>>

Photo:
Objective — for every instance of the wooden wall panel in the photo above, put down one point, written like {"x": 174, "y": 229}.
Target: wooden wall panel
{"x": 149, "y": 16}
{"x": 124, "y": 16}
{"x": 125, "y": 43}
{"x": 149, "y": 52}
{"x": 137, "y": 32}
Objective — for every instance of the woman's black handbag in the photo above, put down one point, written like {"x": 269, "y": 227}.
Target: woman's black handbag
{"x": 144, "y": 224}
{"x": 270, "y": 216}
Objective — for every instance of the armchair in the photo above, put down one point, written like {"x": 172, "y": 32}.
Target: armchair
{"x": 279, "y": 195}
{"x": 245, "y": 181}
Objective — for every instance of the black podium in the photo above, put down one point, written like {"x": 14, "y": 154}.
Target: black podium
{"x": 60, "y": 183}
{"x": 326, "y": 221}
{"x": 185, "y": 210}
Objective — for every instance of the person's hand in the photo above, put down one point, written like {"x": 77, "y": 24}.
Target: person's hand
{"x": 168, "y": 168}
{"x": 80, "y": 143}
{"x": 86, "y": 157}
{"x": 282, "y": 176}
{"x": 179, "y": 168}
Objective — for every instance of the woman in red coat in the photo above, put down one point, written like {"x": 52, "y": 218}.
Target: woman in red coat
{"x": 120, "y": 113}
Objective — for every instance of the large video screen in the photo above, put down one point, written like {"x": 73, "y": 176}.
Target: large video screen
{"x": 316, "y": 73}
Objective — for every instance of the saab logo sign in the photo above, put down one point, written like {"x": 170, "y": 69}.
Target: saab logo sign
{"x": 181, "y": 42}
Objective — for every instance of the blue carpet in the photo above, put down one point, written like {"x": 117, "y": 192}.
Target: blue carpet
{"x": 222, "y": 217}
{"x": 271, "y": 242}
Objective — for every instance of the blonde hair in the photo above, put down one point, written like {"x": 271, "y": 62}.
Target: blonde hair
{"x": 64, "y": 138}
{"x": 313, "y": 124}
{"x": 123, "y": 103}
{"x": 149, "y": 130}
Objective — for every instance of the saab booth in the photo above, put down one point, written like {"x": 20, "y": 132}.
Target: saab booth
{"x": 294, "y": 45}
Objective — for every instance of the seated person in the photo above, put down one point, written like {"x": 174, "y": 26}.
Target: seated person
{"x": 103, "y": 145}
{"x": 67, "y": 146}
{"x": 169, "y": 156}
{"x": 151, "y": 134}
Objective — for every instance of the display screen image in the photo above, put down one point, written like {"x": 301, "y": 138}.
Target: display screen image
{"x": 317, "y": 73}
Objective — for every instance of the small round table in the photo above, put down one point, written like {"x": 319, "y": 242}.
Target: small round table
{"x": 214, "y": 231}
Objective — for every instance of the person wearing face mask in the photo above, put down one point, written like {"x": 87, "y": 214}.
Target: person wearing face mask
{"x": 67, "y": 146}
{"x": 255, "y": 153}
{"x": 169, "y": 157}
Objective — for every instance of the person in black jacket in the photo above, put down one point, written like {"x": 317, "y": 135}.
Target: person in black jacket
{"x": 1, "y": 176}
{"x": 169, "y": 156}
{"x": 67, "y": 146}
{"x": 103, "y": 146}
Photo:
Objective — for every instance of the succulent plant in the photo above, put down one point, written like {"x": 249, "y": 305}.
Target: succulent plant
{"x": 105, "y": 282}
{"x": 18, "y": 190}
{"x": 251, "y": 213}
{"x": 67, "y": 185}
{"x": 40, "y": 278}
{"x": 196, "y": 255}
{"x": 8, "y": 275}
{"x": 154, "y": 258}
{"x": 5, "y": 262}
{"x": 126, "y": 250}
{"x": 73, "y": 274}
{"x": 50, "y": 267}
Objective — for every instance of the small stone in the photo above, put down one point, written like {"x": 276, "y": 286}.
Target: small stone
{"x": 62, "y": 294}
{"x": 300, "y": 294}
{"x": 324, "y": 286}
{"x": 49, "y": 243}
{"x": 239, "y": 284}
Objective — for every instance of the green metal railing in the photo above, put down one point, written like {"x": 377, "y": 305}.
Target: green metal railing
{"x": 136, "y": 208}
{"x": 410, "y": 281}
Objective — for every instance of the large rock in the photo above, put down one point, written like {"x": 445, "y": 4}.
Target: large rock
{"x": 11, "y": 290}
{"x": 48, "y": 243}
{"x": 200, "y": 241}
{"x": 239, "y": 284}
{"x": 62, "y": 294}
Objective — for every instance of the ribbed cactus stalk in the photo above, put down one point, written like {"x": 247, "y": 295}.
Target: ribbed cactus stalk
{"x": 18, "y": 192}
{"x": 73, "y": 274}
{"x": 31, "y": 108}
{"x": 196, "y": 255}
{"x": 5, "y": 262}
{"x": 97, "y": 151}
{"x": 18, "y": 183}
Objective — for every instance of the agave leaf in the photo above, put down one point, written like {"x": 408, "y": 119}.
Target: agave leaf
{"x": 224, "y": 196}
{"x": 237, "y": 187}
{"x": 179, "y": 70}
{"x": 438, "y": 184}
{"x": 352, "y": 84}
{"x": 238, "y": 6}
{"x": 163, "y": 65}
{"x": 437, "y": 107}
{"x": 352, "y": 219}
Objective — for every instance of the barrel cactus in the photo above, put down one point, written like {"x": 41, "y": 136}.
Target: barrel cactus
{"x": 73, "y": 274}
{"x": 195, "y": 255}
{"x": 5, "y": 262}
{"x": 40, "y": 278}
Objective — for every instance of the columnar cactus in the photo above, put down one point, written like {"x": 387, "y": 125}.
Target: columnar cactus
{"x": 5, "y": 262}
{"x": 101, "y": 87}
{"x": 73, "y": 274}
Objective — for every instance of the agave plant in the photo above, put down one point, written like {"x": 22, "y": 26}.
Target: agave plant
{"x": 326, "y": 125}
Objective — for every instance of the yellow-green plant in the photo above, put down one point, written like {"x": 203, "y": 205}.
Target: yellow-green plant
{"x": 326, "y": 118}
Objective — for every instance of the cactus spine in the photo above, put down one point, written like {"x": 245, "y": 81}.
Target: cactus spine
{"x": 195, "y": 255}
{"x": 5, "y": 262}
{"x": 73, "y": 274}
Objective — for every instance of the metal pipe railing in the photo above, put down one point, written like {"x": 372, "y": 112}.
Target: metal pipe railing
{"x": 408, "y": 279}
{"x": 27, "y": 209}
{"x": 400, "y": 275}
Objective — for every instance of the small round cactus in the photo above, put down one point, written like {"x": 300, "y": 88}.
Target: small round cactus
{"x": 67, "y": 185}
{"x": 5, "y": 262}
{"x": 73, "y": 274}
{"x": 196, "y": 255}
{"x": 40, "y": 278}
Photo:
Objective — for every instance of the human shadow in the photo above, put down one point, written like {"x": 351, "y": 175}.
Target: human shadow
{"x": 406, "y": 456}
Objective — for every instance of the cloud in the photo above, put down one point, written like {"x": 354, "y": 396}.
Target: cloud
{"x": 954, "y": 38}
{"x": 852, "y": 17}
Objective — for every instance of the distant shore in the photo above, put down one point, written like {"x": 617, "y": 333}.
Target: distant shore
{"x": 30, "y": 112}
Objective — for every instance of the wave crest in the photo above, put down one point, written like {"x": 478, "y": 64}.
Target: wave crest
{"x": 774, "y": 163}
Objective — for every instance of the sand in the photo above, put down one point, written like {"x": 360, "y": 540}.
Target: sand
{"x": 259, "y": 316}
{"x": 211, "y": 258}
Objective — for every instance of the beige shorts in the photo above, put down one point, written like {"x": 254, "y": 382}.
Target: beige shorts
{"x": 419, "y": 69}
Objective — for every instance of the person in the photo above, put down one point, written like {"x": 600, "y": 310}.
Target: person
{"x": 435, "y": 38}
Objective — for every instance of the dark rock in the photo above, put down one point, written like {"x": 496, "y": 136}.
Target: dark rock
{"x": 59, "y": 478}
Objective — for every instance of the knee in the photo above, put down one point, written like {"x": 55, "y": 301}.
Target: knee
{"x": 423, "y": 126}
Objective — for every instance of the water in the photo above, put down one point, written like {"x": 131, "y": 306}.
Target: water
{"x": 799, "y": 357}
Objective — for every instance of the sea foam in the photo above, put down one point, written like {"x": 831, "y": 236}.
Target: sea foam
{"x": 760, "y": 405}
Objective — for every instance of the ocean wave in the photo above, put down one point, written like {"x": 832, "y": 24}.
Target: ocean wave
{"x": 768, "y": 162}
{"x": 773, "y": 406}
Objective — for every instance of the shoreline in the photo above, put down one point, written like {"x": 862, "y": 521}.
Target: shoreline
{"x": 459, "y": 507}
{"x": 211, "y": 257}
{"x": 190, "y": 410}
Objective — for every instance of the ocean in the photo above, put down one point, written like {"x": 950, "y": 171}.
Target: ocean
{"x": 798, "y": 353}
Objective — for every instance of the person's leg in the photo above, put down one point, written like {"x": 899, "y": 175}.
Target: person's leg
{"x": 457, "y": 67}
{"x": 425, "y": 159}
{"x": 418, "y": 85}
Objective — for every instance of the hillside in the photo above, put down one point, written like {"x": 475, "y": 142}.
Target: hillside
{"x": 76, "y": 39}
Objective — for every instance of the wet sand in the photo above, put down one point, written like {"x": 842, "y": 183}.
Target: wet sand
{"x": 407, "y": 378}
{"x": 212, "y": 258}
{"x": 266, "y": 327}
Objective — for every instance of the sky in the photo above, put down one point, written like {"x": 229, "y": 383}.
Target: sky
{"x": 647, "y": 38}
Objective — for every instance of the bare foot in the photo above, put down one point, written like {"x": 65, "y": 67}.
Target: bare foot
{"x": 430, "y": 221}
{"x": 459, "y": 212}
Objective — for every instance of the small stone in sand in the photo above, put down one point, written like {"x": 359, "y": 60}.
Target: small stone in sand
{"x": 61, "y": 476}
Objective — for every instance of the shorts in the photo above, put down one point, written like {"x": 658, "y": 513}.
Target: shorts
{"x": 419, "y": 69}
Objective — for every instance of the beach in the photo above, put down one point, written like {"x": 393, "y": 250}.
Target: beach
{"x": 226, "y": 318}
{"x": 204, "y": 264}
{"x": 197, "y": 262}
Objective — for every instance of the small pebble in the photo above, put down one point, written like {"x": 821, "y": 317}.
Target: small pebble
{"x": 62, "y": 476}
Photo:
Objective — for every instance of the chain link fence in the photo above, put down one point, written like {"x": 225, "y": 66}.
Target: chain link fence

<<

Given instruction = Output the line holding "Objective — for every instance of the shorts", then every later line through the end of the records above, exactly as given and nothing else.

Exercise solution =
Objective — for every instance of the shorts in the photo above, put down one point, written like {"x": 658, "y": 513}.
Target: shorts
{"x": 419, "y": 69}
Objective — for every instance of the beach in the photo above, put down one point, written like {"x": 393, "y": 250}.
Target: beach
{"x": 226, "y": 318}
{"x": 204, "y": 264}
{"x": 197, "y": 262}
Objective — for every instance of the small pebble in the photo above, put down one point, written like {"x": 821, "y": 317}.
Target: small pebble
{"x": 62, "y": 476}
Photo:
Objective — for every instance of the chain link fence in the photo above, put down one point, written like {"x": 225, "y": 66}.
Target: chain link fence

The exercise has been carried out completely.